### What you are asked to do:
In the text on Frankfurt's historic collections below, condense the paragraph beginning "The beginning of the HMF's coin collection" into a short bulleted list that keeps its main facts.

### Text provided:
________

The Baroque cabinet of Heinrich Bernhard and Catharina Elisabeth von Barckhaus was donated to the City Library in 1752, along with the turned ivory sculptures, decorated shells and corals, wax paintings and crucifixes. Also on display is the coin cabinet of Anton Philipp Glock (1696-1721) with 3,296 Greek and Roman coins. It was donated to the City Library by his widow (Catharina von Barckhaus) in 1749.

The beginning of the HMF's coin collection dates from 1749, the year of Goethe's birth. In that year, Catharina Elisabeth von Barckhaus, widowed Glock, donated her late husband's collection to the Frankfurt City Library. The syndic Anton Philipp Glock had collected 3,296 Greek and Roman coins. In addition, there was a bequest of 1,000 gulden for the care of the collection. This action became a model. Thanks to endowment funds, a collection of coronation medals was acquired next. Today, the collection of Frankfurt coins, medals and orders is almost complete, embedded in one of the most important collections of German coins worldwide.

After the death of Catharina Elisabeth von Barckhaus and her second husband, her art cabinet also came to the City Library. It contained valuable objects that had been skilfully worked. It is the only example of this princely form of collection and presentation in the civic city of Frankfurt.

The confectioner Johann Valentin Prehn assembled his private "cosmos" in the form of a private chamber of art and curiosities in his residential and commercial building on the Zeil.
 

The collection of Johann Valentin Prehn (1749-1821) could be seen as one of the typical universal collections that many wealthy patricians, bankers, merchants and members of the educated elite in Frankfurt possessed, containing not only works of art but also natural objects, ethnological objects, curiosities and a corresponding library. But Prehn's case is different. His collection has a special feature: Prehn had assembled more than 800 small-format paintings in 32 wooden folding boxes, a painting gallery in miniature, as it were. There has probably never been a comparable collection in Germany; for this reason alone, it is an important testimony to the history of collecting and taste. But Prehn's "Small Cabinet" also contains important paintings; the most famous is the Paradise Garden of an Upper Rhenish Master from around 1410/20 (on permanent loan to the Städel).

________

### Information shown:
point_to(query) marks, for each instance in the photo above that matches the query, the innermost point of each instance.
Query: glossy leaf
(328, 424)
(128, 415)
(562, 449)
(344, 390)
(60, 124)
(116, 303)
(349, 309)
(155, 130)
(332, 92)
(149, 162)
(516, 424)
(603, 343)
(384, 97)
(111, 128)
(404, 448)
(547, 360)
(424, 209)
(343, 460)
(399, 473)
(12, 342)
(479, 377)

________

### Exercise result:
- The HMF's coin collection began in 1749, the year of Goethe's birth.
- That year, Catharina Elisabeth von Barckhaus, widowed Glock, gave her late husband's collection to the Frankfurt City Library.
- The syndic Anton Philipp Glock had collected 3,296 Greek and Roman coins.
- A bequest of 1,000 gulden came with the collection for its care.
- The donation became a model, and endowment funds then paid for a collection of coronation medals.
- Today the collection of Frankfurt coins, medals and orders is almost complete. It forms part of one of the world's most important collections of German coins.